-- PROMPT A --
Answer these questions using the passage on Scharf and the Rezniks' proceeds:
(i) What does the record show about an express agreement between the Rezniks and Scharf?
(ii) In what role does the passage say lawyers serve when they receive client funds without an express agreement?
(iii) What two examples of a legal obligation does the passage give?
-- PROMPT B --
Resume the passage on Scharf's handling of the Rezniks' proceeds, carrying it on past its final sentence.

Also to be considered is the manner in which the proceeds came into Scharf's hands, and the restrictions, implied or express, on his distribution of them. The record is silent as to whether there was an express agreement, either written or oral, between the Rezniks and Scharf governing the distribution of the proceeds. If Scharf had held the proceeds under an express agreement, that agreement would have spelled out to whom he was to distribute the proceeds. Clearly, if such an agreement entrusted money of the Rezniks to him and directed him to pay all of it to the Rezniks and none to Bonfanti, then by the terms of that agreement, and by the terms of the Rule, Scharf would have been obligated to pay nothing to Bonfanti.

If there had been an express agreement, written or oral, between the Rezniks and Scharf, that agreement would certainly have been made known to the Committee. In the absence of anything in the record concerning an express agreement, it is presumed that there was no express agreement between the Rezniks and Scharf concerning the proceeds.

Lawyers routinely receive funds on behalf of clients without the benefit of express agreements governing their distribution. In such cases, lawyers serve as de facto escrow agents. However, the fact that such de facto escrow agreements are routine does not negate the fact that they are enforceable as to the escrow agent (the lawyer).

Because de facto escrow agreements are implied and not express, such agreements cannot have express terms governing the distribution of the escrow fund. Accordingly, an escrow agent must treat an escrow fund in the manner in which any other agent treats property of a principal. That is, an escrow agent must do with the fund whatever the principal (the client) directs, absent a legal obligation (i.e., lien or garnishment) to do otherwise.

Because it has already been found that there is no legal obligation on a lawyer to satisfy unsecured (and unproven) claims against a client out of funds of the client in the lawyer's hands, payment by Scharf of the Bonfanti claim would have been a breach of his de facto, enforceable escrow agreement with the Rezniks, and such a breach not only would have created a legal liability for Scharf, but also would have constituted a violation of the Rule by him.

[Items stored from a collection]
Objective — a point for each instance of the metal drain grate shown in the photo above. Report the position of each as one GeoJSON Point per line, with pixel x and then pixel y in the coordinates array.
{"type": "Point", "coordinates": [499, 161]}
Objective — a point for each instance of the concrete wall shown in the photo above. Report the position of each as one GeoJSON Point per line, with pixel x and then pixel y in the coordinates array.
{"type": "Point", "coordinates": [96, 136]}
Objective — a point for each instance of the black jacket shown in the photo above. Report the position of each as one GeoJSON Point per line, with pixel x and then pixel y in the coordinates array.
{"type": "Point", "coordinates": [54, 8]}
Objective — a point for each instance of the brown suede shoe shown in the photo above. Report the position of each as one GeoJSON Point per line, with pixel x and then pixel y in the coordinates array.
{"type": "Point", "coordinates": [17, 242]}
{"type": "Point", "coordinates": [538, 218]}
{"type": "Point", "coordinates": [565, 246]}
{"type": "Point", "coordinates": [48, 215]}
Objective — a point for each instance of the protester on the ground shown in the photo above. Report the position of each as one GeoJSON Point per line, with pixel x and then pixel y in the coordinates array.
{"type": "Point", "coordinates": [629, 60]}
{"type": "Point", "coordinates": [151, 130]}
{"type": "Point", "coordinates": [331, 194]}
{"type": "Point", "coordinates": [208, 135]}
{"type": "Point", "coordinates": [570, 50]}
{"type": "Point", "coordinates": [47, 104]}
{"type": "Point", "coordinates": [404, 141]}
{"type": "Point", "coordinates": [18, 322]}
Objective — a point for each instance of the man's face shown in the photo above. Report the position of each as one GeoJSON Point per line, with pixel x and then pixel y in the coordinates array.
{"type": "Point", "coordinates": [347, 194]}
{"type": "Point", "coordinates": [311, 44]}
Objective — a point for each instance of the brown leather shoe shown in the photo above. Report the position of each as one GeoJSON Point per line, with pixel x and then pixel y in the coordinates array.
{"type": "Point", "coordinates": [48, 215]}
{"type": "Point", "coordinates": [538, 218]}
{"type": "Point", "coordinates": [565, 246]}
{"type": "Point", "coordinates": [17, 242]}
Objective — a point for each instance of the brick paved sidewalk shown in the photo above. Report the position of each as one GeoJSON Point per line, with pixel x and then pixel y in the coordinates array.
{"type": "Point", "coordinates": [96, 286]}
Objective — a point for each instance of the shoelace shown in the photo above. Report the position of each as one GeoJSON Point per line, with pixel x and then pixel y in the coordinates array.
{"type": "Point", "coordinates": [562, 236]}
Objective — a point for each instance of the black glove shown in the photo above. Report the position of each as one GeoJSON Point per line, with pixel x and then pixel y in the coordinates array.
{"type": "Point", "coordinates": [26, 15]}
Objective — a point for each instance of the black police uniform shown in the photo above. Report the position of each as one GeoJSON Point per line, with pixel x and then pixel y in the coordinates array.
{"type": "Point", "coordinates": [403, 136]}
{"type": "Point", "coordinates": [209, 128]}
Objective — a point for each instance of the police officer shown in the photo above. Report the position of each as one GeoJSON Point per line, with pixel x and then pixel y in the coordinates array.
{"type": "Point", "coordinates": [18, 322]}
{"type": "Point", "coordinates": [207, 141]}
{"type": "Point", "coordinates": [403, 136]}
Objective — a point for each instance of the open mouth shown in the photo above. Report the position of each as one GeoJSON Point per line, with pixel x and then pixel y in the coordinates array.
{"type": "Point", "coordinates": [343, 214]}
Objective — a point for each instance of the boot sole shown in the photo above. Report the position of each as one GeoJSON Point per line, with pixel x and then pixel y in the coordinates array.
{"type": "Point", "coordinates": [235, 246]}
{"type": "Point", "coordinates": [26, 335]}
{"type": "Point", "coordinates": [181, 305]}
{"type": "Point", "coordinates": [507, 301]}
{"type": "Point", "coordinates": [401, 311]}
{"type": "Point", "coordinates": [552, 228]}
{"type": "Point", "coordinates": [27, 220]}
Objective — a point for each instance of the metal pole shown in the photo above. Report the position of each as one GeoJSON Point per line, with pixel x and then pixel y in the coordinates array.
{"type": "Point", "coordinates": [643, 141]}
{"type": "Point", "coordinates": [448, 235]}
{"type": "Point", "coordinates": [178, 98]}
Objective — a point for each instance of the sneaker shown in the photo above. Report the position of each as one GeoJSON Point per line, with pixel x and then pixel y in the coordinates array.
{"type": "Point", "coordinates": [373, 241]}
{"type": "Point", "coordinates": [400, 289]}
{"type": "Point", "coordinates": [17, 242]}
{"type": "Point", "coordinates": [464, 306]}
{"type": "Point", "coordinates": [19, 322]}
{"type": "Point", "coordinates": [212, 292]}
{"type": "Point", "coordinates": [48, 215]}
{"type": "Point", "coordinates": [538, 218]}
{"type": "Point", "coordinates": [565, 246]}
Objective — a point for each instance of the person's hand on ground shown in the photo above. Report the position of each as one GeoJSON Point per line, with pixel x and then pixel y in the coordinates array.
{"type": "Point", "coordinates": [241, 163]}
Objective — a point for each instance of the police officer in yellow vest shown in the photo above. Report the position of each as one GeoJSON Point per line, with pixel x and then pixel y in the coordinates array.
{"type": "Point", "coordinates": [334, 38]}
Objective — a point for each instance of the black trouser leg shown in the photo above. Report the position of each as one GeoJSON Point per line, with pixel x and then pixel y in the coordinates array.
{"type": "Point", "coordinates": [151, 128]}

-- ANSWER SPACE A --
(i) The record is silent on whether there was one, so it is presumed there was no express agreement.
(ii) De facto escrow agents.
(iii) A lien or a garnishment.

-- ANSWER SPACE B --
If Scharf had been unwilling to respect the Rezniks' directive not to pay Bonfanti, it would have been his obligation to advise the Rezniks of his refusal before receiving the proceeds on their behalf, in order that the Rezniks not rely, to their detriment, on the permissible assumption that Scharf would comply with their directives. If Scharf had told the Rezniks that he interpreted the Rule to compel him to pay Bonfanti from the proceeds, the Rezniks could simply have advised Scharf that the proceeds were not to go through Scharf's hands, but rather were to be paid directly to them. Thus, it appears that Bonfanti would have been paid from the proceeds only if Scharf had been deceptive with his clients.

From the fact that the Rezniks directed that Scharf pay a commission to Coastline (the cooperating broker), the Committee has inferred that Bonfanti had an "interest" in the proceeds. Under the analysis adopted above, the money in Scharf's hands belonged to the Rezniks, and they enjoyed the unfettered right to direct him to distribute it in any way they chose; that is, in satisfaction of their legal obligations, in satisfaction of disputed claims against them, to themselves or as gifts. In short, the Rezniks directive to pay Coastline does not support the inference that Bonfanti had an "interest" in the proceeds under Connecticut law.

The Committee relied upon Informal Opinion 92-29 of the Committee on Professional Ethics of the Connecticut Bar Association, which opines that an attorney representing a seller who directs that a real estate broker's commission not be paid from sale proceeds is obligated to escrow the amount of the disputed claim. While the Court has great respect for opinions of the Committee on Professional Ethics, in this case it declines to follow Informal Opinion 92-29, for the reasons stated above.

CONCLUSION

The appeal is sustained, and the reprimand issued by the Committee to Scharf is vacated.